Corrine Brown, former representative of Florida's 5th Congressional District

Corrine Brown, the former representative of Florida's 5th Congressional District, has been found guilty of mail, wire, and tax fraud involving a bogus charity for low-income students. She started her prison sentence three weeks ago; fellow inmates claim she gets special treatment.
Brown has been convicted late last year for stealing approximately $800,000 of funds from One Door for Education, a bogus charity that claims to give scholarships to poor children. She had reportedly used the donations for personal expenses such as lavish parties, Bahamas trips, tickets to a Beyoncé concert, and to fill up her own bank accounts.

Brown, 71 years old, started her five-year prison sentence on January 29. She arrived in style and emerged from a tinted "limousine-style minibus" at the Coleman Federal Correctional Complex.

Larry Levine, director of Wall Street Prison Consultants and an ex-convict himself, told the Orlando Sentinel that Brown will have a hard time in prison. "When they get high-profile inmates like her, they like to treat them like [expletive]," said Levine. "Seriously, she’s got a rough road ahead of her."

But it seems that it's not exactly the case. Inmates wrote letters claiming Brown receives special treatment such massages, extra meals, cleaning help, being able to wear "brand new high-top leather sneakers", and being able to keep "a bunch wigs" and wear them.

Current and former prison officials denied the claims and said the complaints are bogus and some are just exaggerated. Richard Pari, a former lieutenant at the facility, said, "I can guarantee those people at the Bureau of Prisons are professional people."

"You showed me a list and I disagree wholeheartedly. The wigs did not happen. I had talked to a few different people working in the R and D, and, in my experience working in the prison, that's removed from you. She's provided a skull cap and that's what she wears," Pari added.

Coordinate annotation records

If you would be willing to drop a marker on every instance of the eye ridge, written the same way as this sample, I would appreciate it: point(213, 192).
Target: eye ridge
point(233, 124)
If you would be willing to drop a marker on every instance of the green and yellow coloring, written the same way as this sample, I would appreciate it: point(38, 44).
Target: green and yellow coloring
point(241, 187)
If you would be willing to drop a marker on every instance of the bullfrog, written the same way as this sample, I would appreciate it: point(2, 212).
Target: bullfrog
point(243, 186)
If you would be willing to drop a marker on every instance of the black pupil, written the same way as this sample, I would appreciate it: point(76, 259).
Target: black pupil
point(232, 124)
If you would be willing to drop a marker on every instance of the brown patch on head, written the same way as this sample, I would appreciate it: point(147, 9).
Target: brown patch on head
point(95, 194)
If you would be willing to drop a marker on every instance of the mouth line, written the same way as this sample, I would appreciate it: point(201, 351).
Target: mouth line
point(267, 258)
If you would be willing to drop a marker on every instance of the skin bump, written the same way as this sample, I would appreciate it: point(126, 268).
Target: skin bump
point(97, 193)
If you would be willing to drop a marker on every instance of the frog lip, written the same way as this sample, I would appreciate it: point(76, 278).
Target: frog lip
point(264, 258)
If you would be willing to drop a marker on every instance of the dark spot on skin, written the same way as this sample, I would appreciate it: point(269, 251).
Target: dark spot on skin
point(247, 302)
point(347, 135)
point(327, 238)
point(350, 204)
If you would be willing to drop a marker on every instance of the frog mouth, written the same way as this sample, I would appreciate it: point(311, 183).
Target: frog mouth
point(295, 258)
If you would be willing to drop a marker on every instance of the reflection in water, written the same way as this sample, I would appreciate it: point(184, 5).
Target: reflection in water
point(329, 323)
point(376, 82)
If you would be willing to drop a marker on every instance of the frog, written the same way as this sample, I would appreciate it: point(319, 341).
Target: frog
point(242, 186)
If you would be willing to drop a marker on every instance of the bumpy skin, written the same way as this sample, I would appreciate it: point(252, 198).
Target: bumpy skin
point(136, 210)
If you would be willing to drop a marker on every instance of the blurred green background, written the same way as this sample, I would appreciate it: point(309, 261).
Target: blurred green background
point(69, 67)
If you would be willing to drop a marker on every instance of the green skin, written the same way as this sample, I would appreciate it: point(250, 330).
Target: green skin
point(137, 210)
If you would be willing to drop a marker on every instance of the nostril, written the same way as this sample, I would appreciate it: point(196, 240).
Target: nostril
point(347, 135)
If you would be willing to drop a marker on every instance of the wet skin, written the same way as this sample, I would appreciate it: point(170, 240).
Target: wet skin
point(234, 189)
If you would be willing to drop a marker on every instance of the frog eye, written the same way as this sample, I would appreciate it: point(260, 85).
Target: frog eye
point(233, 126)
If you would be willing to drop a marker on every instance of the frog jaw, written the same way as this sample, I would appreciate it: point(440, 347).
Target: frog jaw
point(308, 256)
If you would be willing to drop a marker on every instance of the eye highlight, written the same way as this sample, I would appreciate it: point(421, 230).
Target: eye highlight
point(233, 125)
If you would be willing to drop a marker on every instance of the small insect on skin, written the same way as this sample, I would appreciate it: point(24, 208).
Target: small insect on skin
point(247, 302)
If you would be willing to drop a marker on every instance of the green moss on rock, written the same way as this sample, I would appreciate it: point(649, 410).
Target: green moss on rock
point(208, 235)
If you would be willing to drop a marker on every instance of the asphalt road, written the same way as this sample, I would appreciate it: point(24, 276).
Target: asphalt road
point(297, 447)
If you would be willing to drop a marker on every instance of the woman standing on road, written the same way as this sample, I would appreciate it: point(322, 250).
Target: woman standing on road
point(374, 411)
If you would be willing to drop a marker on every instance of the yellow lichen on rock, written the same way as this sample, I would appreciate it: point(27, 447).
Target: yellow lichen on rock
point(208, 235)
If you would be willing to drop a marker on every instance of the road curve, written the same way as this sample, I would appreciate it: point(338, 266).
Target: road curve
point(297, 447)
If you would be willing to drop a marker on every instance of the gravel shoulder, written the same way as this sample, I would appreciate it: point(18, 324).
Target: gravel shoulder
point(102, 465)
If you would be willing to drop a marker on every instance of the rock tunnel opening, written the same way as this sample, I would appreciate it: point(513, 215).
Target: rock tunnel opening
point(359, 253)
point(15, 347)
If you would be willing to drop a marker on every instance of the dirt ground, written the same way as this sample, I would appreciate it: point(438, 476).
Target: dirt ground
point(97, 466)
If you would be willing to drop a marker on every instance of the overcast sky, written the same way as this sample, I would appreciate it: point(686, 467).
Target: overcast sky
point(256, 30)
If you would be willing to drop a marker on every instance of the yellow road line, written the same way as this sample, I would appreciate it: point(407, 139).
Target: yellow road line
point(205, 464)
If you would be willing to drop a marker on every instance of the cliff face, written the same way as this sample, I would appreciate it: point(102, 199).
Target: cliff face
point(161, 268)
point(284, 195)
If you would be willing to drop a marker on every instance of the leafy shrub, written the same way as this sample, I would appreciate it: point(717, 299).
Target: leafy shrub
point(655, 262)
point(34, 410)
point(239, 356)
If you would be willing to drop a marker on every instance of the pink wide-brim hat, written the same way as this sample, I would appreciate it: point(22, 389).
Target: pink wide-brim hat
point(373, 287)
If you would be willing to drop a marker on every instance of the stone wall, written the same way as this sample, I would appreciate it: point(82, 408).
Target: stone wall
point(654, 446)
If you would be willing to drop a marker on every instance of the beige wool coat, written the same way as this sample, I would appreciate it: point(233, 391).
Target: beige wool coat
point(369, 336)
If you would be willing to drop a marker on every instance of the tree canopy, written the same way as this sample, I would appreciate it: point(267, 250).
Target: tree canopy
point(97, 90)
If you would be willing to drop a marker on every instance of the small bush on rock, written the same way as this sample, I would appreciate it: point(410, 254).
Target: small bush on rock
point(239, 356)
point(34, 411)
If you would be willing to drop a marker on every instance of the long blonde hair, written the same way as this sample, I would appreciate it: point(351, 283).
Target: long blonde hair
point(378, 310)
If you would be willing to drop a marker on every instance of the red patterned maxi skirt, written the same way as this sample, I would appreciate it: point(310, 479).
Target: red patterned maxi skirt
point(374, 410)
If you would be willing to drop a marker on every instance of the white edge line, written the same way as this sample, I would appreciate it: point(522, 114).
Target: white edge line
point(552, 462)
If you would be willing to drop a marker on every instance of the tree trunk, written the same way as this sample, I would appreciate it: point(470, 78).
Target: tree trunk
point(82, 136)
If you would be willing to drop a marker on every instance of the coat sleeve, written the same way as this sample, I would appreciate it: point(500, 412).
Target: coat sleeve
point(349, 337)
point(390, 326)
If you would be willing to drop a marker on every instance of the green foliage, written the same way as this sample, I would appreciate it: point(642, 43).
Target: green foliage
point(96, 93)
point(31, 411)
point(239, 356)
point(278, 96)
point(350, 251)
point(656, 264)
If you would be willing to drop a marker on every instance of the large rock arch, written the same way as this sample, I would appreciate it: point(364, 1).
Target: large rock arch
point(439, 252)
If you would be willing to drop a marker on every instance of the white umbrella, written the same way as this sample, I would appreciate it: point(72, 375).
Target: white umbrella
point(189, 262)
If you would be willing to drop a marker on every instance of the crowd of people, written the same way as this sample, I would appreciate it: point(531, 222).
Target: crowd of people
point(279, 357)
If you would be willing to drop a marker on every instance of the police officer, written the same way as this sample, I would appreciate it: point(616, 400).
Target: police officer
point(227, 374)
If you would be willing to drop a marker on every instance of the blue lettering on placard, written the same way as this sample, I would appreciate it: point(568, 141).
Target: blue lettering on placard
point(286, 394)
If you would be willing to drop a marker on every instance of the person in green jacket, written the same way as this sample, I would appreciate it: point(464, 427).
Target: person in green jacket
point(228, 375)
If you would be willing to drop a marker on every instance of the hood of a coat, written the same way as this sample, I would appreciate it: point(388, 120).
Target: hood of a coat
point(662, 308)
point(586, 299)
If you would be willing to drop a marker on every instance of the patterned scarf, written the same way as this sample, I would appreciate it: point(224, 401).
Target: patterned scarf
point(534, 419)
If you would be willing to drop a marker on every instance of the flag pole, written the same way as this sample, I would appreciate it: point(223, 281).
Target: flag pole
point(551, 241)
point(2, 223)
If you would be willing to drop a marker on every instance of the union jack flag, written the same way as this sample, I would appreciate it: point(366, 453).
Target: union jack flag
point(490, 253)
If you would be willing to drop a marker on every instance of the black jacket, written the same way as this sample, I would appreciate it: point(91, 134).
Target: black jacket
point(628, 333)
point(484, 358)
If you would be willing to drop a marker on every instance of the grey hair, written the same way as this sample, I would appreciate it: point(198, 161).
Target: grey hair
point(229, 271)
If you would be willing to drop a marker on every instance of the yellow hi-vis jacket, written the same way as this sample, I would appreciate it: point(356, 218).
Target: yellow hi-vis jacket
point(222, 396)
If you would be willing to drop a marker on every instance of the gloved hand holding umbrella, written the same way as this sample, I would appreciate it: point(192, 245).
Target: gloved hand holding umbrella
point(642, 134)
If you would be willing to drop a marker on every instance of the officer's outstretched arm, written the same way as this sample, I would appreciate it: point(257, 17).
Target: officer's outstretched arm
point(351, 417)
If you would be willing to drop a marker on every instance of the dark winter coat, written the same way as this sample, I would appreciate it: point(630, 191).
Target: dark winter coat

• EXERCISE TASKS:
a. In the article on Corrine Brown, on what date did she begin her five-year prison sentence?
b. Write out the stretch of the article on Corrine Brown from "Corrine Brown, the" through "own bank accounts.", word for word.
The records have nothing to do with the tasks.

• RESPONSES IN ORDER:
a. January 29

b.
Corrine Brown, the former representative of Florida's 5th Congressional District, has been found guilty of mail, wire, and tax fraud involving a bogus charity for low-income students. She started her prison sentence three weeks ago; fellow inmates claim she gets special treatment.
Brown has been convicted late last year for stealing approximately $800,000 of funds from One Door for Education, a bogus charity that claims to give scholarships to poor children. She had reportedly used the donations for personal expenses such as lavish parties, Bahamas trips, tickets to a Beyoncé concert, and to fill up her own bank accounts.